World English Bible
- The king sent, and they gathered to him all the elders of Judah and of Jerusalem.
- The king went up to the LORD’s house, and all the men of Judah and all the inhabitants of Jerusalem with him—with the priests, the prophets, and all the people, both small and great; and he read in their hearing all the words of the book of the covenant which was found in the LORD’s house.
- The king stood by the pillar and made a covenant before the LORD to walk after the LORD and to keep his commandments, his testimonies, and his statutes with all his heart and all his soul, to confirm the words of this covenant that were written in this book; and all the people agreed to the covenant.
- The king commanded Hilkiah the high priest, and the priests of the second order, and the keepers of the threshold, to bring out of the LORD’s temple all the vessels that were made for Baal, for the Asherah, and for all the army of the sky; and he burned them outside of Jerusalem in the fields of the Kidron, and carried their ashes to Bethel.
- He got rid of the idolatrous priests whom the kings of Judah had ordained to burn incense in the high places in the cities of Judah and in the places around Jerusalem; those also who burned incense to Baal, to the sun, to the moon, to the planets, and to all the army of the sky.
- He brought out the Asherah from the LORD’s house, outside of Jerusalem, to the brook Kidron, and burned it at the brook Kidron, and beat it to dust, and cast its dust on the graves of the common people.

[Stored data]

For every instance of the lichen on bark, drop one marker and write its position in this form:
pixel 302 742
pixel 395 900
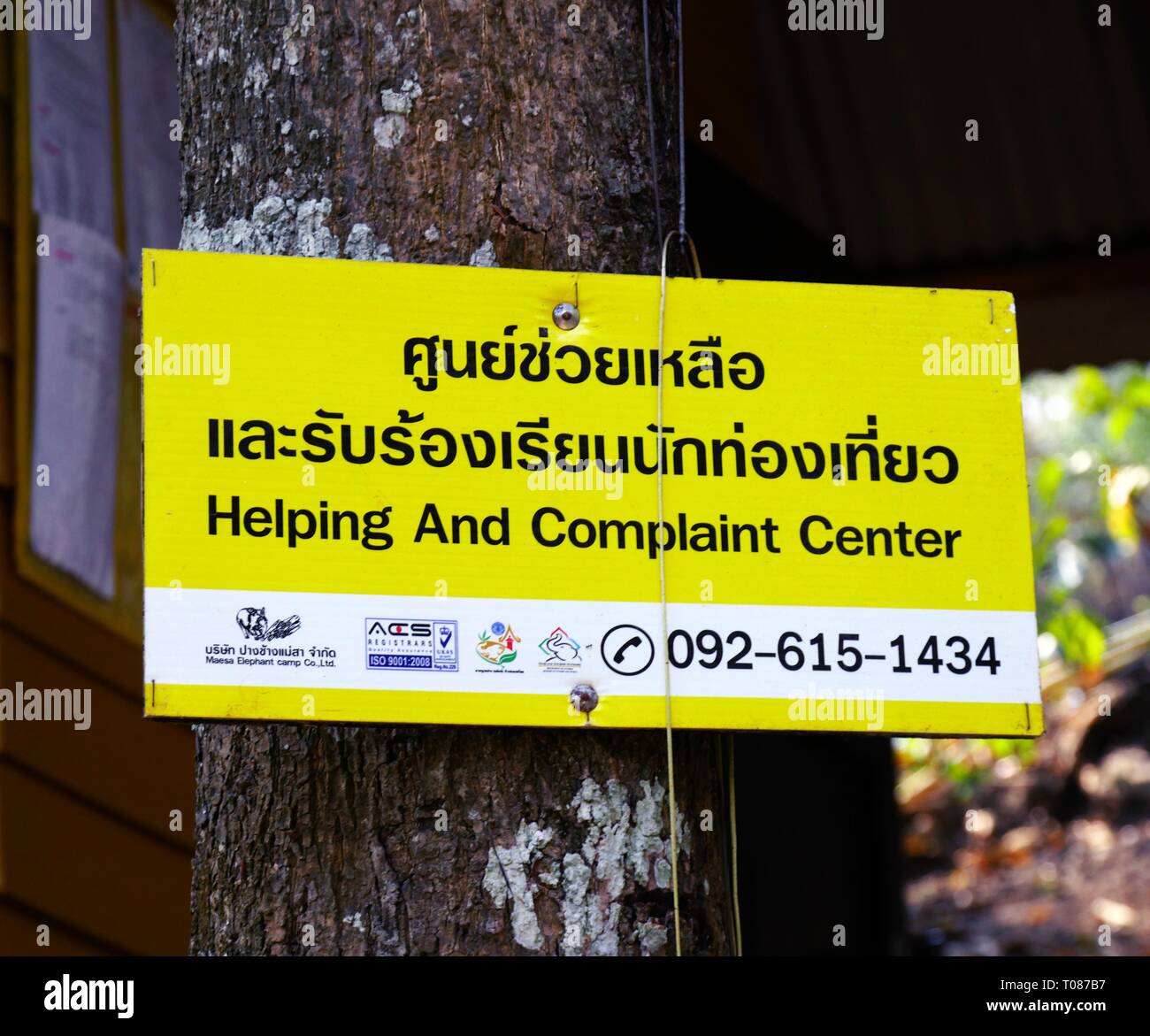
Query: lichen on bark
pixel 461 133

==

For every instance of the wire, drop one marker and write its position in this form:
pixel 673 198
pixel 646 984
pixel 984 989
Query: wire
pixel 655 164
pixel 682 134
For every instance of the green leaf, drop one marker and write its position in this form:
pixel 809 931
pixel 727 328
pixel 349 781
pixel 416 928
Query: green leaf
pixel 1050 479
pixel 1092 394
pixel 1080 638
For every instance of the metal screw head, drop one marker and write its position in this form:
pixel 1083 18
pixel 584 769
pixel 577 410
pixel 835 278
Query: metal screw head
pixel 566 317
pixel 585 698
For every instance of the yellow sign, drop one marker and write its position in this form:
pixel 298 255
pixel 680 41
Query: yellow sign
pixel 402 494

* Written instruction
According to the World English Bible excerpt, where did the king burn the vessels made for Baal, for the Asherah, and for all the army of the sky?

* Expected answer
Outside of Jerusalem, in the fields of the Kidron.